Challenge:
In the synthetic basis page below, reproduce the stretch from "# Equivalent Definitions" through "B = \bigcup \mathcal A$." word for word.

Page extract:
# Equivalent Definitions of Synthetic Basis

## Theorem

Let $X$ be a set.

Then for a subset $\mathcal B \subseteq \mathcal P \left({X}\right)$ of the power set of $X$, the following are equivalent:

$(1): \quad$ $\displaystyle \forall A, B \in \mathcal B: \exists \mathcal A \subseteq \mathcal B: A \cap B = \bigcup \mathcal A$.
$(2): \quad$ $\displaystyle \forall A, B \in \mathcal B: \forall x \in A \cap B: \exists W \in \mathcal B: x \in W \subseteq A \cap B$.

## Proof

### $(1)$ implies $(2)$

Suppose that $A, B \in \mathcal B$.

$\displaystyle \exists \mathcal A \subseteq \mathcal B: A \cap B = \bigcup \mathcal A$

By Set is Subset of Union: General Result, we have:

$\displaystyle \forall W \in \mathcal A: W \subseteq \bigcup \mathcal A = A \cap B$

Therefore:

$\displaystyle \forall x \in A \cap B: \exists W \in \mathcal A \subseteq \mathcal B: x \in W \subseteq A \cap B$

$\Box$

### $(2)$ implies $(1)$

Suppose that $A, B \in \mathcal B$.

Records of labeled points
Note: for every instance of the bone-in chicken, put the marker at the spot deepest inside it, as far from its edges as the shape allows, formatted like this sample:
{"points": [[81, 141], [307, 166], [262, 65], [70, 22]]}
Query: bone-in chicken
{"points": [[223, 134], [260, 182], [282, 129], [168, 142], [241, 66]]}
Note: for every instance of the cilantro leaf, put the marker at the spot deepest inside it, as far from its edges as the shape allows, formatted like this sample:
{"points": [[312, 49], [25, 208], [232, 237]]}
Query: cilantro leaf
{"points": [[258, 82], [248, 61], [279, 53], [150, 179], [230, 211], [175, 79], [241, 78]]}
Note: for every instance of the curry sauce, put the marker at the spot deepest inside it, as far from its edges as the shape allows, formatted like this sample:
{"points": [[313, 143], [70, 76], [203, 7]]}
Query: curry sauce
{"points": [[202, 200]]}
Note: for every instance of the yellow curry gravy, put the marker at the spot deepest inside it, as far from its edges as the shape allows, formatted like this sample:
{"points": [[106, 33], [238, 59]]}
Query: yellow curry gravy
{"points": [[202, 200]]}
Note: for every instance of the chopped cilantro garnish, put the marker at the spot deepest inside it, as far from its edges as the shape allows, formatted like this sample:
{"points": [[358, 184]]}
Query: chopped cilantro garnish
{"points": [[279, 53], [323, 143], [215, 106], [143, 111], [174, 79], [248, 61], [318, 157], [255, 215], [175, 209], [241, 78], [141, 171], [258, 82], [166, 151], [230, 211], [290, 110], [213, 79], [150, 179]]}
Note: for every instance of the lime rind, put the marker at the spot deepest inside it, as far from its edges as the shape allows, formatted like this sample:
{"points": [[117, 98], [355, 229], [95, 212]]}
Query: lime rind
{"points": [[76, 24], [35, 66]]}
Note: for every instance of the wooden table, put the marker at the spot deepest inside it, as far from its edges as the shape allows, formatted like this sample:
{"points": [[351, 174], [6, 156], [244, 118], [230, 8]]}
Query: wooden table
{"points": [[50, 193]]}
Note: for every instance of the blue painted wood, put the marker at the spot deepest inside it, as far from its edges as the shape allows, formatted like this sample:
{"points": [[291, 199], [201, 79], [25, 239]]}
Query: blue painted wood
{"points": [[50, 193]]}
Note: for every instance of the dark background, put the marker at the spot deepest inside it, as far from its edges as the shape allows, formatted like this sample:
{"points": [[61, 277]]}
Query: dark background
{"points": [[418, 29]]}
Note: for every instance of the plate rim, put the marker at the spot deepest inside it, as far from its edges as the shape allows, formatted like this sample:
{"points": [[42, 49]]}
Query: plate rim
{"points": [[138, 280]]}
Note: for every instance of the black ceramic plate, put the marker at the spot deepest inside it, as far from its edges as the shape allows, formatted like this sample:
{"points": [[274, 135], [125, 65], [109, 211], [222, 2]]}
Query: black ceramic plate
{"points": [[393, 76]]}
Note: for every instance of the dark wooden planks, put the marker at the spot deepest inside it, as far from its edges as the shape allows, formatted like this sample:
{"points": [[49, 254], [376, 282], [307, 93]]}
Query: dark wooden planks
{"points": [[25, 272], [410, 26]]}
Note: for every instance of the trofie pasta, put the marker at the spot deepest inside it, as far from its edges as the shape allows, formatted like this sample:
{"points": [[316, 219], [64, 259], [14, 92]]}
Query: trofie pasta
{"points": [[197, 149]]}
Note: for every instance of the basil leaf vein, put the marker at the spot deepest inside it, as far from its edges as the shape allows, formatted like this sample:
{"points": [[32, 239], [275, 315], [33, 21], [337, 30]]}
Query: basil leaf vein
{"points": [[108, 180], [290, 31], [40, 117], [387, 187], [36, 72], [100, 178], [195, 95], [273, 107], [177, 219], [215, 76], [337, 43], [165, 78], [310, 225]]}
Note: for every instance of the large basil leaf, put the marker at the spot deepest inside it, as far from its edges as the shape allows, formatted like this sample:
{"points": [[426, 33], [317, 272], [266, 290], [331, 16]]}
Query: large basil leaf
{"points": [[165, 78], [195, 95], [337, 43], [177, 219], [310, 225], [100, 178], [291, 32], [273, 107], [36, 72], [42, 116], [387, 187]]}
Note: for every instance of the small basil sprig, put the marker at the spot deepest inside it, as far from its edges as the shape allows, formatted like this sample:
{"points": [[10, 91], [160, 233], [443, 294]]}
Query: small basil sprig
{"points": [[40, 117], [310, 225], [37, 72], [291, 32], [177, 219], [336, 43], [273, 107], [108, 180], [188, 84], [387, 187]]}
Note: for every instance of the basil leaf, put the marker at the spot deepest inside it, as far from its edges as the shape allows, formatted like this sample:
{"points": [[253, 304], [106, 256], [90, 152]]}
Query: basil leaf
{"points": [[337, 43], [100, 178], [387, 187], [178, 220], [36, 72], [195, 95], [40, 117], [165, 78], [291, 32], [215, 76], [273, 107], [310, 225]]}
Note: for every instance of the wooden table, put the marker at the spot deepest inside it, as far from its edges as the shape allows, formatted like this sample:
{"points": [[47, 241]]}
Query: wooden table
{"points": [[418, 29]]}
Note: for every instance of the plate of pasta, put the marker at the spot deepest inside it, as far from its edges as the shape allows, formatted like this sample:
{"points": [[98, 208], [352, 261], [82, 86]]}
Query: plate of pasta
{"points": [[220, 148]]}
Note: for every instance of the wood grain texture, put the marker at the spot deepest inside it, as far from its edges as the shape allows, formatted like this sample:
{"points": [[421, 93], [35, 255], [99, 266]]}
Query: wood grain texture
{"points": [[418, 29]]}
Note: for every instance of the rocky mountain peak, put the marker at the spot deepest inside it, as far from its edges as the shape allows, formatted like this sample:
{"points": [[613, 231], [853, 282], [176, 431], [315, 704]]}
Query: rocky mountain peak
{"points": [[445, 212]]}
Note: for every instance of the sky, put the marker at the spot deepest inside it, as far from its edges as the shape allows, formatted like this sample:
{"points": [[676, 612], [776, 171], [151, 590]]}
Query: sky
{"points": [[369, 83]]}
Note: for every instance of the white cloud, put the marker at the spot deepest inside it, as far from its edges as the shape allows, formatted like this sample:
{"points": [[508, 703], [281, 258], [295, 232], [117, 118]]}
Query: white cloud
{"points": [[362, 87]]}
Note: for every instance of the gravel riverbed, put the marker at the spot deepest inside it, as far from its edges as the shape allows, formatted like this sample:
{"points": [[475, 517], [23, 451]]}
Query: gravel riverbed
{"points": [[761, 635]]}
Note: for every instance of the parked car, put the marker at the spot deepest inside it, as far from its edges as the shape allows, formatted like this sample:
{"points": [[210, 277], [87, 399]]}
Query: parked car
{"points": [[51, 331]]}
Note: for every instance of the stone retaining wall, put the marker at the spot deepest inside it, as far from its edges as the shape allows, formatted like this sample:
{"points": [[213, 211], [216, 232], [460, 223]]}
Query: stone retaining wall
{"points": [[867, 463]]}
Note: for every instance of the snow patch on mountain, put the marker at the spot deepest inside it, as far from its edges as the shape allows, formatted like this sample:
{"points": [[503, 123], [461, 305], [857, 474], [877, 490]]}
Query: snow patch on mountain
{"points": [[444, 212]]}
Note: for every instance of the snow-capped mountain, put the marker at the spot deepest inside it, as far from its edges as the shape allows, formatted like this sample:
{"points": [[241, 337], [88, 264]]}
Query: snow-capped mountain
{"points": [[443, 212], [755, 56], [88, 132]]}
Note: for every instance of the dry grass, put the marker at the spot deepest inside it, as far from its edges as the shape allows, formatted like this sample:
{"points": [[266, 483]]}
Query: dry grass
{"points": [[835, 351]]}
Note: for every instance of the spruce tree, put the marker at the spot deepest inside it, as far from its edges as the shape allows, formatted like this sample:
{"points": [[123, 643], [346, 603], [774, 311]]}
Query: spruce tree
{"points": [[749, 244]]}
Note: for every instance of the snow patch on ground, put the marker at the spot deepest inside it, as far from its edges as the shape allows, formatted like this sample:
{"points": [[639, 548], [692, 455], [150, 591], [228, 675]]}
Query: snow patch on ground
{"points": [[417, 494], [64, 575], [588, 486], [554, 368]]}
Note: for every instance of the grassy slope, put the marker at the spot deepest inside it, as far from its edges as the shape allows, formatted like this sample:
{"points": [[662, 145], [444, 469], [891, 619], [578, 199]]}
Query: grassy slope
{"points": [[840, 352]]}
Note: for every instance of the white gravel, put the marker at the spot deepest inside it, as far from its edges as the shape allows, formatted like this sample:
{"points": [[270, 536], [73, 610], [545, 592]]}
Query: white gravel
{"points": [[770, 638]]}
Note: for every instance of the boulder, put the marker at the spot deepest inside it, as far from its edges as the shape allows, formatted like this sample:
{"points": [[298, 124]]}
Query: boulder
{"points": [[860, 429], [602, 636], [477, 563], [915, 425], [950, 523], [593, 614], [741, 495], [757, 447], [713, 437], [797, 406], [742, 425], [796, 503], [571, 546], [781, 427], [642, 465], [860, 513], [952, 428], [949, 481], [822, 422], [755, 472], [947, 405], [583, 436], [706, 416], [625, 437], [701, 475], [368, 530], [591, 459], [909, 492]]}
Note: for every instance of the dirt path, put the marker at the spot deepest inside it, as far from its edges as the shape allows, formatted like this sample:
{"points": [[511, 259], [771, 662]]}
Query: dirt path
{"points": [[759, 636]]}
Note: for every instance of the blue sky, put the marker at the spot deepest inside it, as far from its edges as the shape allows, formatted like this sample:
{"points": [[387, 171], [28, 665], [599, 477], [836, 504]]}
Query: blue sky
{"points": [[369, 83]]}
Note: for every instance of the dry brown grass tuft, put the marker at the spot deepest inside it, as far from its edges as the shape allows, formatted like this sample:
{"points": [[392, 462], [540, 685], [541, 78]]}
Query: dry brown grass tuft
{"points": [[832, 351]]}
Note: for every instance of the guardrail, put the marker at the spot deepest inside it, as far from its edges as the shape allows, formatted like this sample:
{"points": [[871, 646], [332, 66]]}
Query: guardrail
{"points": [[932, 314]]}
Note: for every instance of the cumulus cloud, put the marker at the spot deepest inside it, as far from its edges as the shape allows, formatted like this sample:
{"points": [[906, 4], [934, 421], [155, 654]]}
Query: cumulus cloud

Written response:
# Equivalent Definitions of Synthetic Basis

## Theorem

Let $X$ be a set.

Then for a subset $\mathcal B \subseteq \mathcal P \left({X}\right)$ of the power set of $X$, the following are equivalent:

$(1): \quad$ $\displaystyle \forall A, B \in \mathcal B: \exists \mathcal A \subseteq \mathcal B: A \cap B = \bigcup \mathcal A$.